Objective.
Copy each line of the listing below without any changes.

-=-=-

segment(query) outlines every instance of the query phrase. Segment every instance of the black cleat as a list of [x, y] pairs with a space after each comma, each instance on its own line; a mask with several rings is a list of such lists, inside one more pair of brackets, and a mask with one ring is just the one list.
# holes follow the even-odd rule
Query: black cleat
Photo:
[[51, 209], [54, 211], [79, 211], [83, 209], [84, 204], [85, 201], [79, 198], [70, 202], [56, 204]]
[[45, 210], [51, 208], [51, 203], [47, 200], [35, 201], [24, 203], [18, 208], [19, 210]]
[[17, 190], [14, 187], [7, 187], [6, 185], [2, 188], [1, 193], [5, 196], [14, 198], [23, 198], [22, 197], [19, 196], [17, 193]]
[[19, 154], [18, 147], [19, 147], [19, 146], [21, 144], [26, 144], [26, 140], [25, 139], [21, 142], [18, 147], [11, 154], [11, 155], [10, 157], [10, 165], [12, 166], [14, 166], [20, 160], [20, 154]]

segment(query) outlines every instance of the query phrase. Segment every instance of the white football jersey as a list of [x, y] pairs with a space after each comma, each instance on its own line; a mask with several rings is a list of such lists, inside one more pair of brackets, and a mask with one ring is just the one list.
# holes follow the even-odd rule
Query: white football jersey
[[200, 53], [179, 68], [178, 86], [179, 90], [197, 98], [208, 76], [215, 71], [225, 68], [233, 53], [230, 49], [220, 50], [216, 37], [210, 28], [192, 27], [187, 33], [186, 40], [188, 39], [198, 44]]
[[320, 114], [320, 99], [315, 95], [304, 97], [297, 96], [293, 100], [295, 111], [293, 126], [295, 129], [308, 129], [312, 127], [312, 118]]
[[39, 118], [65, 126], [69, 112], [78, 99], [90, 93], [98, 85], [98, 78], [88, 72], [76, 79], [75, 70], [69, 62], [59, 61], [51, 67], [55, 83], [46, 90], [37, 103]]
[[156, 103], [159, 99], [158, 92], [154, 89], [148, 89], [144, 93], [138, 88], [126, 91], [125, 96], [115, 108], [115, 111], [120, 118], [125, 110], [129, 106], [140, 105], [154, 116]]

-=-=-

Completed exercise.
segment(query) outlines every instance of the query phrase. Segment every instance of the black cleat as a list of [x, y] pairs with a space after each comma, each instance on its own line; a mask with several rings is a list of such lists, inside one more pair of brackets, and a mask with one ring is just the one list.
# holes follow the even-odd rule
Query: black cleat
Photo:
[[51, 209], [54, 211], [79, 211], [83, 209], [84, 204], [85, 201], [79, 198], [70, 202], [56, 204]]
[[45, 210], [51, 208], [51, 203], [47, 200], [35, 201], [24, 203], [18, 208], [19, 210]]
[[17, 190], [14, 187], [7, 187], [6, 185], [2, 188], [1, 193], [5, 196], [14, 198], [23, 198], [22, 197], [19, 196], [17, 193]]
[[19, 154], [18, 147], [19, 147], [19, 146], [21, 144], [26, 144], [26, 140], [25, 139], [21, 142], [18, 147], [11, 154], [11, 155], [10, 157], [10, 165], [12, 166], [14, 166], [20, 160], [20, 154]]

segment(query) outlines every instance of the query phrase. Segment every instance of the white football jersey as a list of [x, y] pairs with a space after each comma, each instance on its own line; a mask with several rings is a list of such lists, inside one more pair of brackets, and a mask with one ring is just the one list.
# holes follow the even-odd rule
Query: white football jersey
[[200, 53], [179, 68], [178, 86], [179, 90], [197, 98], [208, 76], [215, 71], [225, 68], [233, 53], [230, 49], [220, 50], [216, 37], [210, 28], [192, 27], [187, 33], [186, 40], [188, 39], [198, 44]]
[[320, 114], [320, 99], [315, 95], [304, 97], [297, 96], [293, 100], [295, 111], [293, 126], [295, 129], [308, 129], [312, 127], [312, 118]]
[[39, 118], [65, 126], [69, 112], [78, 99], [90, 93], [98, 85], [98, 78], [88, 72], [76, 79], [75, 70], [69, 62], [59, 61], [51, 67], [55, 83], [46, 90], [37, 103]]
[[156, 103], [159, 99], [158, 92], [154, 89], [148, 89], [144, 93], [138, 88], [126, 91], [125, 96], [115, 108], [115, 111], [120, 118], [125, 110], [129, 106], [140, 105], [154, 116]]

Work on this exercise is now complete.